---------- Extracted records

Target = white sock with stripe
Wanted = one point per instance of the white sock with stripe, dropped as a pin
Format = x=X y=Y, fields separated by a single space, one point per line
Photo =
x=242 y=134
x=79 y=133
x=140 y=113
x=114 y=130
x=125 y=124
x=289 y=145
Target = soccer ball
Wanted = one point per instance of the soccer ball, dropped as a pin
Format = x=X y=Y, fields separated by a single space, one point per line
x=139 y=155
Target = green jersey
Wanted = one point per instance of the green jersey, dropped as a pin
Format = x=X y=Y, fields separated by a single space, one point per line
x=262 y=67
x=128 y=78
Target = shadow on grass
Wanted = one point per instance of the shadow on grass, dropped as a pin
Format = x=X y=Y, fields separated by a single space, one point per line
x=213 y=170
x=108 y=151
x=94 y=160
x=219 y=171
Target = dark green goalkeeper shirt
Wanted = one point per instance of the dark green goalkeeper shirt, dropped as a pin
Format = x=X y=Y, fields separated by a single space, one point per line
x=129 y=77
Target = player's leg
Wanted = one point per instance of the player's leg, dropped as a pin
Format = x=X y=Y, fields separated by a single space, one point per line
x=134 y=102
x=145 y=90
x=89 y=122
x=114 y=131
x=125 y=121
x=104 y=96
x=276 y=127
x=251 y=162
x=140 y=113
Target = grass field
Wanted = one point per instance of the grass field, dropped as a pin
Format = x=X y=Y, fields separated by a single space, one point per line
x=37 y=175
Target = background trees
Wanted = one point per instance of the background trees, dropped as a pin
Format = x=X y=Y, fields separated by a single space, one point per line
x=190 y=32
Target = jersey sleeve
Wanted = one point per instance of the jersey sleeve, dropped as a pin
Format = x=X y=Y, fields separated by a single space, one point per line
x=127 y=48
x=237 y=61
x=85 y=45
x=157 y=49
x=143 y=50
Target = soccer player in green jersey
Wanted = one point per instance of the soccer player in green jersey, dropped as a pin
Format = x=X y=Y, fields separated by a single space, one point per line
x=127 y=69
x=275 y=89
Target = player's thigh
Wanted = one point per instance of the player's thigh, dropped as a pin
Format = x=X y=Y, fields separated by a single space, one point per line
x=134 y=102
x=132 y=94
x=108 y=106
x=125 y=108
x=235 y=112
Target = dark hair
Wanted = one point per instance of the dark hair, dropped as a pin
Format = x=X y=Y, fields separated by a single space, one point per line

--------------------

- Task instructions
Would you repeat all of the entries exactly?

- Output
Target = white sock with stripe
Wanted = one point per instance of the white sock with stripe, dropped as a pin
Format = x=X y=Y, fields separated by a single space, one point per line
Photo =
x=242 y=134
x=79 y=133
x=140 y=113
x=114 y=130
x=125 y=124
x=289 y=145
Target = soccer ball
Wanted = one point per instance of the soccer ball, dropped as a pin
Format = x=X y=Y, fields separated by a single space, one point per line
x=139 y=155
Target = green jersey
Wanted = one point per instance of the green jersey, dropped as a pin
Format = x=X y=Y, fields separated by a single space, one point per line
x=262 y=67
x=128 y=78
Target = shadow on grass
Wanted = one point per instance of the shadow on grass, dropped as a pin
Format = x=X y=Y, fields separated by a single space, one point per line
x=213 y=170
x=108 y=151
x=94 y=160
x=219 y=171
Target = dark green goalkeeper shirt
Wanted = one point per instance of the dark green goalkeeper shirt, dropped as a pin
Format = x=X y=Y, fields separated by a single space, one point per line
x=129 y=77
Target = player's leg
Wanted = one point per instance of the player's leg, dropped as a pin
Format = x=X y=Y, fields separated by a single space, one point per line
x=134 y=102
x=145 y=90
x=89 y=122
x=114 y=131
x=125 y=121
x=104 y=96
x=276 y=127
x=251 y=162
x=140 y=113
Target = grass field
Wanted = one point per instance of the grass field, dropped as a pin
Format = x=X y=Y, fields separated by a single space, one point per line
x=37 y=175
Target = background trees
Wanted = one point per instance of the background trees, dropped as a pin
Format = x=X y=Y, fields separated by a single space, one point per line
x=190 y=32
Target = jersey sleeve
Wanted = one point per instance of the jersey sleeve, dropped as a pin
Format = x=X y=Y, fields separated by a single space, one point per line
x=127 y=48
x=237 y=61
x=85 y=45
x=157 y=49
x=143 y=50
Target = soccer player in green jersey
Wanted = one point per instance of the soccer player in green jersey, dropped as a pin
Format = x=X y=Y, fields separated by a single space, one point per line
x=127 y=69
x=275 y=89
Target = player's thigh
Wanted = one point per instance of the player's thigh, dropped as a pin
Format = x=X y=Y, fields separated by a single space, one point per line
x=134 y=102
x=132 y=94
x=108 y=106
x=125 y=108
x=235 y=112
Target = dark hair
Wanted = one point per instance of the dark hair, dropped as a pin
Format = x=X y=Y, fields separated by a single space, one point per line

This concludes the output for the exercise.